Cool right? Well, maybe not, but for a history/international relations nerd it is awesome! 😬


The Epic Struggle with the Lion’s Mane

During my trip, there are two things I have struggled with: my backpack, and my hair – aptly named ‘the Lion’s Mane’ because of its resemblance to Simba. 

As most people know, I have always struggled with my hair. When I was about 11 years old (6th grade), I got so tired of the tangly mess that I came home after school and cut my mid-back-length hair to my shoulders instead of attempting to comb out the baseball-sized knot that had formed in it. All without warning anyone. (My father didn’t talk to me for a week, and my mom collected the cut hair and put it in a plastic bag. One which she still has, for some godforesaken reason. And my best friend, Kesha, hit me in the shoulder for it when I saw her the next morning.) It didn’t really work, though, because my hair just turned into a mini-afro after this. The lack of weight from the hair I cut caused the remaining hair to go out – not down. But at least as an afro it didn’t knot, so I kept my hair short for a few years.

When I was about 16 years old, I got my hair chemically straightened for the first time, and I’ve never turned back (shout out to my amazing hairstylist, Heather! I’ve been going to her ever since. She is a miracle worker!) I was finally able to have my hair be long and not worry about all the knots that used to form. Until I travel for long periods of time.

When you travel, it is really hard to take care of your hair. You can’t take a shower every day; half the time you don’t bother combing your hair every day; if you do take a shower, you often take it at night and end up sleeping with a wet head (because if you take one in the morning, you waste daylight); and if you are traveling for a long period of time, there is not hope for regular haircuts. My hair has always been fairly neglected since I am extremely lazy, but it is outrageously neglected when I’m traveling. And it retailiates. Hard.


About a week after my parents got here, the Lion’s Mane and I got into a huge argument. I argued that the tangles needed to be removed by a brush, it argued that the tangles are its friend. And it retailiated by having the brush pull out GIANT chucks of hair – which, for those with short hair who don’t know this pain, HURTS SO BAD!!! It literally gave me a headache. 

My plan of attack? Braid the hair so it can’t get tangled. 


Lion’s Mane’s plan of attack? Mini-afro the second I take it out of the braid. 

My realization – first: it is really hard to braid your hair behind your back. So I tried getting dad to do it:




That failed. Epically.


Second: throughout the day, the lion’s mane will get super frizzy so the braid looks bad. And so the hair that becomes free can become tangled… 

Ultimate decision: Dear god I need a haircut! Heather – I’m totally going to come visit you as soon as I get back state-side!

:: WRITTEN REQUEST 1 ::
In the dataset entries, copy every line verbatim from the line containing "light gray background?" through the end of the entries, including both of those lines. Omit any pictures.
The blog post above and the dataset entries that come next are unrelated material.

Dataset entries
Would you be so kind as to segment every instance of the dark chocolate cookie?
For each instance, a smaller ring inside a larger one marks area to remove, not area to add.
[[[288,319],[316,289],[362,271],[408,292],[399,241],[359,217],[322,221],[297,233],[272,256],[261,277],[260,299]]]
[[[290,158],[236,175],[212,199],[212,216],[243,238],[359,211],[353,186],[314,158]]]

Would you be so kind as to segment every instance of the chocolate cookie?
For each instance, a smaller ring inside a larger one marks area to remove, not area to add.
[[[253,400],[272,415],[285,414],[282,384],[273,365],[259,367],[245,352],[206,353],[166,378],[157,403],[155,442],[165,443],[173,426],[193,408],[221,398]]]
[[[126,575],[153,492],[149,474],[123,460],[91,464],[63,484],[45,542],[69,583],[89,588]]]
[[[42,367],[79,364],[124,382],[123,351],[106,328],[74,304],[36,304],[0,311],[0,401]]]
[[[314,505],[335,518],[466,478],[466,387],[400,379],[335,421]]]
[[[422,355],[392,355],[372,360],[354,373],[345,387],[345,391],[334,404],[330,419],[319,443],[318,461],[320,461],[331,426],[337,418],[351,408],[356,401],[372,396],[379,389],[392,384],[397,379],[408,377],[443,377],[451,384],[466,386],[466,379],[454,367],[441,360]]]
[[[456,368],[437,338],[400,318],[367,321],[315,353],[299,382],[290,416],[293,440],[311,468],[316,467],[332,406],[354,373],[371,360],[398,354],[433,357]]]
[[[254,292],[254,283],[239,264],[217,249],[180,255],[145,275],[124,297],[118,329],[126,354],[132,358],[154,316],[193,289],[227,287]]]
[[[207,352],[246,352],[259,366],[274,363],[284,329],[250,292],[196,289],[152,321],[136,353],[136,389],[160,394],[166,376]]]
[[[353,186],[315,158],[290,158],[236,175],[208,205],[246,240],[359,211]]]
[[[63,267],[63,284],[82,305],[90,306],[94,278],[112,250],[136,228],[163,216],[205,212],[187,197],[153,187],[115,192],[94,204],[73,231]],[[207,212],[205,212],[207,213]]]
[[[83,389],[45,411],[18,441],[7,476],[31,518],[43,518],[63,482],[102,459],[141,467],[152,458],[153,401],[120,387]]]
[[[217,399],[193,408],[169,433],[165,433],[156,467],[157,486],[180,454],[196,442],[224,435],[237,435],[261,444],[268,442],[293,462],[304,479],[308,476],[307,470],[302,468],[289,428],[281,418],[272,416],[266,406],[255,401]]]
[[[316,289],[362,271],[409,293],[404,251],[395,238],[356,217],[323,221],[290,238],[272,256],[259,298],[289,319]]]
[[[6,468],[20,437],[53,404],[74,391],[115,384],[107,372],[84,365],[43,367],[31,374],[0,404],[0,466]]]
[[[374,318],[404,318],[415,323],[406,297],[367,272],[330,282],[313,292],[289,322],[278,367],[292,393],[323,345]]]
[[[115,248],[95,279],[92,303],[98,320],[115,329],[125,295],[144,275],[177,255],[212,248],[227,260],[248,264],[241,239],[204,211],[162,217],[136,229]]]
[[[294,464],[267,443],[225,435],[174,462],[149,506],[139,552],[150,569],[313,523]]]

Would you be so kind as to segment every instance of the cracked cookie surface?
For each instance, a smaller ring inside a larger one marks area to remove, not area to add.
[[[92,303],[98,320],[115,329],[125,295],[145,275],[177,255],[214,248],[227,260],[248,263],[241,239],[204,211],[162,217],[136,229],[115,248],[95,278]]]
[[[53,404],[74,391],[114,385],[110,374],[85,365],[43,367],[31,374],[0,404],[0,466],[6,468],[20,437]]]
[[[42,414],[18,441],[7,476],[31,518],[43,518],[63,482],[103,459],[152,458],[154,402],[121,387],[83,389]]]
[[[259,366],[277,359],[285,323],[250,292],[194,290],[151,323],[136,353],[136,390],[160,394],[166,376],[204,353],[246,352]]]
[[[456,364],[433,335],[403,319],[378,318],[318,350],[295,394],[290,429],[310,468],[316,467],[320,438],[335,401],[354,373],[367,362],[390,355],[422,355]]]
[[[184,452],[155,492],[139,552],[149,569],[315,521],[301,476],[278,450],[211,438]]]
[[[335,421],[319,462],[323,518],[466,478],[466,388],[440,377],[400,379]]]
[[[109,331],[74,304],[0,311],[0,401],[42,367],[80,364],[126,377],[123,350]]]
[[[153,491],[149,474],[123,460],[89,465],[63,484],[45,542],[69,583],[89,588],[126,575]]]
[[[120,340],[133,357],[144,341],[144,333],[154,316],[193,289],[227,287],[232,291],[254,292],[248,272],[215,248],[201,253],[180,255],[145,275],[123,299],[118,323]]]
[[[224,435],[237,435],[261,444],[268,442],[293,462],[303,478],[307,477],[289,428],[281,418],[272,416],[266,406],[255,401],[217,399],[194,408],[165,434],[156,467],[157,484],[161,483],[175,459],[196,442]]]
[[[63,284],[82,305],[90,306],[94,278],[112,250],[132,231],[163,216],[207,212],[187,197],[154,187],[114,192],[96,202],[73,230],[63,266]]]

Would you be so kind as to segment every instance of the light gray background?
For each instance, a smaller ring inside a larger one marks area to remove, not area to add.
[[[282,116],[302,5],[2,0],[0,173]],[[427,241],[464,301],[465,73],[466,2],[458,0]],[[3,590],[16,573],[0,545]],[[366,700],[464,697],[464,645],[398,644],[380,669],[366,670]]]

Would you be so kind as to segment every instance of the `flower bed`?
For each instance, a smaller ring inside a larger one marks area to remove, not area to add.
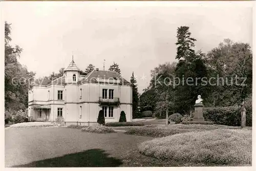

:: WRITTEN REQUEST 2 ::
Continue the blog post about the hair called the Lion's Mane from the point where it ends.

:: TASK RESPONSE 1 ::
Would you be so kind as to segment every instance of the light gray background?
For each instance, a smaller ring inside a larger one marks area to remove, not area to add.
[[[282,116],[302,5],[2,0],[0,173]],[[427,241],[464,301],[465,73],[466,2],[458,0]],[[3,590],[16,573],[0,545]],[[366,700],[464,697],[464,645],[398,644],[380,669],[366,670]]]

Would you be so kind as to segment every instance of the `flower bed`?
For each instance, a smaller ring inside a larger one marks area to remove, not area to add.

:: TASK RESPONSE 2 ::
Giant – The Bane of my Traveling Existance

A few weeks ago I alluded to my struggle with my backpack. Its a 65L+15 (aka its 65L and can expand to 80L, only really it is 70L) that is basically as big as I am. 



Over the course of the past 40 days, the backpack and I have struggled with each other. Not only is it 70L, but it was also 22kilos (around 45lbs). And I have a daypack that I have been carrying on my front. So it total I’ve been carrying around 70lbs every time I change cities – not fun.

It is especially difficult to deal with on trains. Numerous times I have struggled to throw it underneath the seats, between them, or even on the luggage rack. I never dare put the backpack above the seats – it is near impossible to lift it. Finally, during my adventure between Nuremberg and Munich, the backpack and I reached a standoff:

(Giant McFucker after Jon Stewart’s rant about Donald Trump – if you haven’t seen it, you should totally watch it.)

Since then, Giant has gotten liposuction: half the stuff is being sent back to America. But should you ever hear me refer to ‘giant’ (or start cursing about giant), I’m referring to the devilish backpack that is as big as I am. 

The Bombshell That is Life

A few weeks ago, while sitting in a hostel room with my new friends Daisy and Jess, I received an email that blew up my life plan for the next year and a half. My new unfortunate reality: the teaching program I was set to participate in while in Colombia has been cancelled for this year.
As I am sure many other people have experienced, life likes to throw curveballs at times when you really can’t do anything about them, just to mess with your mind a little more. And since I really couldn’t do anything at 8pm on Halloween night, despite being fairly devastated and in complete shock, my new friends and I went out for drinks and I put off figuring out my life for a few days.
After 23 years on this earth, I pretty much view life and the world as a giant maze. And I am wondering around, trying to find the way out to the riches on the other side (history lesson: in greek mythology, those who made it out of the minotaur’s maze were rewarded by becoming the hero of the castle; in my maze, the other side is having a career I like, money and time to travel, and general happiness). Only, this maze is like a 21st century, high-tech, crazy-ass one with booby traps around every corner. In my imagination, this looks like the arenas in the Hunger Games where the game maker – eg Life – throws challenges at the ‘contestant’ – eg me – to make it more ‘fun.’ All while the greek gods sit in their leather reclining chairs up above, watching intently (I imagine they laugh at my [many] misadventures.) And as I was following the path labeled ‘Fun Year Teaching English In Colombia,’ life decided to set off a giant bomb, destroying the pathway and sending me running for my life Katniss-style, back to where I started.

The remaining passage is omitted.